» **Exercise details**
From the entries below, copy each line in which the word "fits" occurs.

» **Data shown**
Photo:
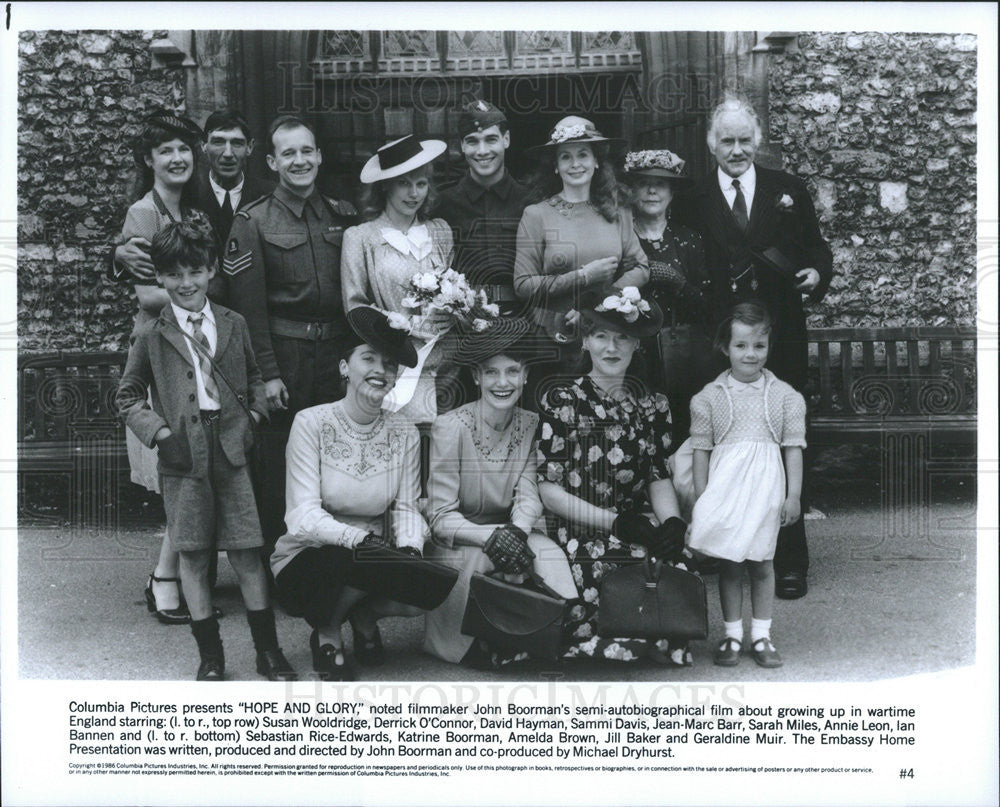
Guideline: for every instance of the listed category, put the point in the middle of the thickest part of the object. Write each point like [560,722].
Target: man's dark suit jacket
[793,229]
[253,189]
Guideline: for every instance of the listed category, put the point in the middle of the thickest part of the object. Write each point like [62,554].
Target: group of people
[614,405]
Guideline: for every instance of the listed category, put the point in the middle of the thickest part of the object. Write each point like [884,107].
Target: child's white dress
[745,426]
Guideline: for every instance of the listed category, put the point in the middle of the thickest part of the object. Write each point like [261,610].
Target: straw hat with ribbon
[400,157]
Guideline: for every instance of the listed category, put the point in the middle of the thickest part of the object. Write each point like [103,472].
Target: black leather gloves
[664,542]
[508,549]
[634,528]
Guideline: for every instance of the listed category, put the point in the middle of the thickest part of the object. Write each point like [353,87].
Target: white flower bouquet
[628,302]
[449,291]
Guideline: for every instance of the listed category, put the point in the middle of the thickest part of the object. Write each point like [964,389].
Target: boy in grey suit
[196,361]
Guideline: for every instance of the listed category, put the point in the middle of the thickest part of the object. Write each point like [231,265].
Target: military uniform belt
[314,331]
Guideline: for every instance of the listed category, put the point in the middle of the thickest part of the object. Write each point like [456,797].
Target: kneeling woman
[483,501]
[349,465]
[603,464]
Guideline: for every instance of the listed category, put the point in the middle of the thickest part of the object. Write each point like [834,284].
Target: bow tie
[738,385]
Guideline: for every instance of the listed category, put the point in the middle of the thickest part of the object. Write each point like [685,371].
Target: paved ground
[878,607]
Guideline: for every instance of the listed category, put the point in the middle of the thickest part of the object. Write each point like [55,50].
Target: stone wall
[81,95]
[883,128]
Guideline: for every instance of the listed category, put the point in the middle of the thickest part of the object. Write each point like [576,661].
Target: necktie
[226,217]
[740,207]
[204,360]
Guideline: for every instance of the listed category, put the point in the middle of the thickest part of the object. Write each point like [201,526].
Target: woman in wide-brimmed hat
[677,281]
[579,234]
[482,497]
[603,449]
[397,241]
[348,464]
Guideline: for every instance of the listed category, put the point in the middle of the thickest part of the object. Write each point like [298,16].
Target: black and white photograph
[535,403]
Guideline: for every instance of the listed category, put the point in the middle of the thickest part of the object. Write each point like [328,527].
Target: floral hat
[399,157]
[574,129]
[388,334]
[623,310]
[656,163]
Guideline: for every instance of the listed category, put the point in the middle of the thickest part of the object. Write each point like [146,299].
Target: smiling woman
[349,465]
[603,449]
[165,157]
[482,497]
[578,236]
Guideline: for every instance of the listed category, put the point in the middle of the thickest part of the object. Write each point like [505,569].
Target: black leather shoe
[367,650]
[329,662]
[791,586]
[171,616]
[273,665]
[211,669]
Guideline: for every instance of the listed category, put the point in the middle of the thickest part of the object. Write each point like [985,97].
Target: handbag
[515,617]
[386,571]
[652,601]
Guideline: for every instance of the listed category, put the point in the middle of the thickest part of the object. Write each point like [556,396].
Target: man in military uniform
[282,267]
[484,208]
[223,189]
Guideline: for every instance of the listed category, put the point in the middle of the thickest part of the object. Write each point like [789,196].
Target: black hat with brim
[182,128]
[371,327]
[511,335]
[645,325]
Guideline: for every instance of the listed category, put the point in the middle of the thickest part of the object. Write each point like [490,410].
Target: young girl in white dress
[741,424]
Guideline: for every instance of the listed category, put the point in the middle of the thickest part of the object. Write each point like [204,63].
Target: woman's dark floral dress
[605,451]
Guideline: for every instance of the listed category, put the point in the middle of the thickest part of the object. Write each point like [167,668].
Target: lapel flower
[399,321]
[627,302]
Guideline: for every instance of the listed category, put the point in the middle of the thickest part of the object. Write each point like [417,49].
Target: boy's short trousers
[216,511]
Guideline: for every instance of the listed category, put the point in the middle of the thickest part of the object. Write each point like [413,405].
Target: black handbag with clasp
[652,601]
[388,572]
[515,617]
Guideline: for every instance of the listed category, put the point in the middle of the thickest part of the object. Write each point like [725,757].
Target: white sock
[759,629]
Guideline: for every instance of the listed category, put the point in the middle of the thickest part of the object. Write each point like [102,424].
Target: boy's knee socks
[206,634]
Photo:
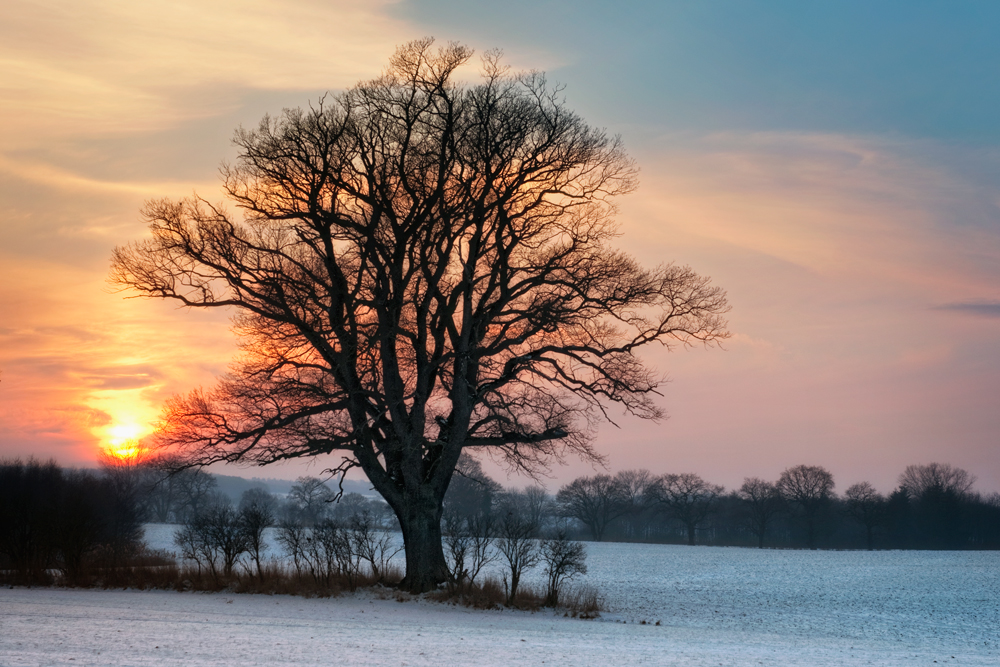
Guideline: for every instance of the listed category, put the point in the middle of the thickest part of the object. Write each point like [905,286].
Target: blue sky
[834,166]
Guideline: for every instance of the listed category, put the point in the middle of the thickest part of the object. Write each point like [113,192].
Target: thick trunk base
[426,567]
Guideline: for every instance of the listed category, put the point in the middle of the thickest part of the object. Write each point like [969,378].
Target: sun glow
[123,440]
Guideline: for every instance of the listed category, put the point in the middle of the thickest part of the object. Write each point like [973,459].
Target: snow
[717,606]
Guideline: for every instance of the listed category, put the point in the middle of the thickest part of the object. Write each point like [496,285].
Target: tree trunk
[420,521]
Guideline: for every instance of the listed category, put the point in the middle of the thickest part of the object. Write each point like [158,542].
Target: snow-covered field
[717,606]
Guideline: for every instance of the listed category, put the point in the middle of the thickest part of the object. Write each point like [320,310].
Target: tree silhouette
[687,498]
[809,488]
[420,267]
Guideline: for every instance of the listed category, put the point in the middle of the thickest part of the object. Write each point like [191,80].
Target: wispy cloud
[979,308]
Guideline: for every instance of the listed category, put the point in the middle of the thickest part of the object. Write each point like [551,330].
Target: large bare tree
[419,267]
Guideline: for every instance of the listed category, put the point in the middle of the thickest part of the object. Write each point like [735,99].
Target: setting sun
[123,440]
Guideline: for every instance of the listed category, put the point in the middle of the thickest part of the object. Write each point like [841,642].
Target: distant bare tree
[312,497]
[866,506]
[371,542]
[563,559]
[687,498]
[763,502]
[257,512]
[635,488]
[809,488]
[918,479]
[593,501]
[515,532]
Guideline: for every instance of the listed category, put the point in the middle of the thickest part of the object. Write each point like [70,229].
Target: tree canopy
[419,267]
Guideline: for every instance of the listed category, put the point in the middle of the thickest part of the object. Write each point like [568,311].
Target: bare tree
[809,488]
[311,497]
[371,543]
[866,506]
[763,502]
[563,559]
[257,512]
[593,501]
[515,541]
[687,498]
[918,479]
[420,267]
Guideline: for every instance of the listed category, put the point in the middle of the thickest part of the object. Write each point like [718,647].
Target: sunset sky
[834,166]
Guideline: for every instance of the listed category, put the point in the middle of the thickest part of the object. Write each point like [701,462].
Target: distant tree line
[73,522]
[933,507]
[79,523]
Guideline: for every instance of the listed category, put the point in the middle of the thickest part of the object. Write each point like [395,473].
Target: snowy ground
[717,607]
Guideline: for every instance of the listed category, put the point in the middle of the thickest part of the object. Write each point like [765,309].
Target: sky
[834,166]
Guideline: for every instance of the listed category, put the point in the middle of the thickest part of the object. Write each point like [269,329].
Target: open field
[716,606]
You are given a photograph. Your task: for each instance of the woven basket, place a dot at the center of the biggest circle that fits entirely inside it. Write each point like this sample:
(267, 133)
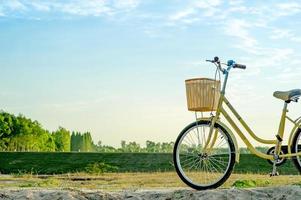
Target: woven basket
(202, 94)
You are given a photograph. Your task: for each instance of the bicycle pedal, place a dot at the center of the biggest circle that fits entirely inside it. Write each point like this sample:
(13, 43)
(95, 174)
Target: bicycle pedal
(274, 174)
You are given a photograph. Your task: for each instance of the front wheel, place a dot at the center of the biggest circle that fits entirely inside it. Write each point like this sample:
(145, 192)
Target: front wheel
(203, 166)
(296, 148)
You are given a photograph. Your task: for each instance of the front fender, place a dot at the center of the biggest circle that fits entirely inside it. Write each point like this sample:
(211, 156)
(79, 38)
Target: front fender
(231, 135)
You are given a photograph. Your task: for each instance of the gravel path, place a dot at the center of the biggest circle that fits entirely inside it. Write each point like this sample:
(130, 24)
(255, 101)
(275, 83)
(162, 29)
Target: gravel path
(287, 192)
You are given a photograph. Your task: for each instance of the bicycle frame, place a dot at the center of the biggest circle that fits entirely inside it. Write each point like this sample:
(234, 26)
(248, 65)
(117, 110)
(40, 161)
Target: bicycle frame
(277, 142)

» **Solution to this problem**
You are given a photograph. Your task: for each instance of the woven basket, place a dot at the center of the biggest circle that fits entirely inside it. Write each point like this sample:
You are given a photograph. Your task: for each instance of the bicycle pedal, place a dot at the center of the biggest circle that fits entirely inside it. Write each point like this sample:
You are given a photograph. Your task: for each instance of the front wheel, place a dot at the center of the biggest circle that fits entirely inside it. Write each point like this sample:
You are given a photograph. Your task: for each instance of the front fender, place a dot at the center of the biggest circle that fits entirely inside it. Write each point like this sample:
You are given a photograph. Your task: for each instance of the gravel path, place a dot at the center of the biggest circle that fits entirely inside it. Write each point like this sample:
You are given a photograph. Your task: for each instance of the bicycle frame, place a dot at the center of the biggest circle that fits entirely inside it. Write each point like this sample:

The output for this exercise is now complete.